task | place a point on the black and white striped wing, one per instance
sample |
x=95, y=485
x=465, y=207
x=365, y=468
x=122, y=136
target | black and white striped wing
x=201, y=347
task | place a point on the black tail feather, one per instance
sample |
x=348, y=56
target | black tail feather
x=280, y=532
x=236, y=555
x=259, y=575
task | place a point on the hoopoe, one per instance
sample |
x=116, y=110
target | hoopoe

- - -

All records should be written out again exactly as given.

task | place a point on the black and white striped wing, one per instance
sample |
x=95, y=485
x=465, y=207
x=365, y=468
x=122, y=136
target | black and white striped wing
x=201, y=347
task | place a point on the black tail feather, one per instance
sample |
x=348, y=56
target | black tail feather
x=280, y=532
x=236, y=555
x=259, y=575
task | place a point on the hoopoe, one per instance
sample |
x=116, y=110
target | hoopoe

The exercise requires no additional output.